● Source
I recently had the opportunity to attend a local hackday event, this local event here in Victoria planned by OpenDataBC was just one such event of many that took place in locations around the World.
So what happens or what do you do at a hack day? Well, using our day as a model, we started with introductions, followed that up with people pitching what kind of idea they had or what they felt they would like to work on. Some brought ideas, some had the wheels turning, others were there to help out or listen to what people were doing – this is a great way to get the wheels turning. For yours truly, I had several ideas but hadn’t really narrowed down a fixed project that I was going to tackle.
ODHD Victoria kicked off with introductions and people pitching their hack ideas
What I took away from the event was the networking and listening / watching people chase their ideas. I learned about some data resources that I wasn’t familiar with, heard about some excellent ideas for apps and web services, and watched people create and code, churning their ideas into something that could then be tested by others in the group or pitched to them for feedback and criticism. I was impressed with the ideas that people had and wowed even more with how far some of them had gone with their ideas during the day. For me, like usual, I brought too many ideas with me and had a little trouble getting focused. I also realized that quite often we are trying to accomplish too much in one solution, rather than getting focused and keeping it simple. As it turns out, a couple of the ideas I was most impressed with during the day were essentially very simple, however, they definitely served to deliver a solution that was needed and would be very useful. Indeed perhaps I need to learn to focus and keep it simple!

● Task requirements
Extend the hackday post with the next part, starting after its last sentence. The listing has no connection to the hackday post.

● Information shown
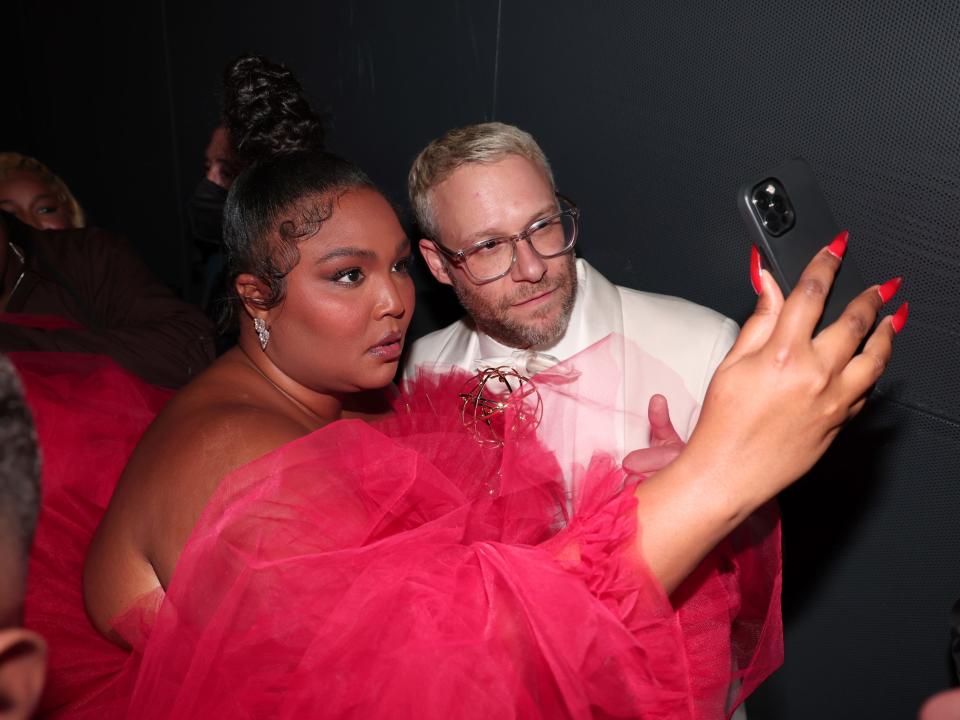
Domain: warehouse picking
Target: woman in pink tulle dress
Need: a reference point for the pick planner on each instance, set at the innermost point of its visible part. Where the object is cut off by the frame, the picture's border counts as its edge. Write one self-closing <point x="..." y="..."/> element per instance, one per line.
<point x="268" y="553"/>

● Task output
For myself, I spent much of my time seeking out data resources. In particular I was searching for local data products and feeds, things that are local in context and specific to our region. It became apparent to me that perhaps there was even less data out there than what I had expected and what was out there really wasn’t very usable. On the flip side, there exists many tools that are at our disposal that can really help. Using visual display environments from Google, Esri (arcgis.com) and Geocommons I spent my time testing various data feeds and WMS services and KML layers that I located on the web. I also poked around with Google Code and the various developer resources from Google, trying to identify some resources that I might use for a project once I get a little more focused. Google docs, fusion tables, Google places are just some of the things I explored a little more.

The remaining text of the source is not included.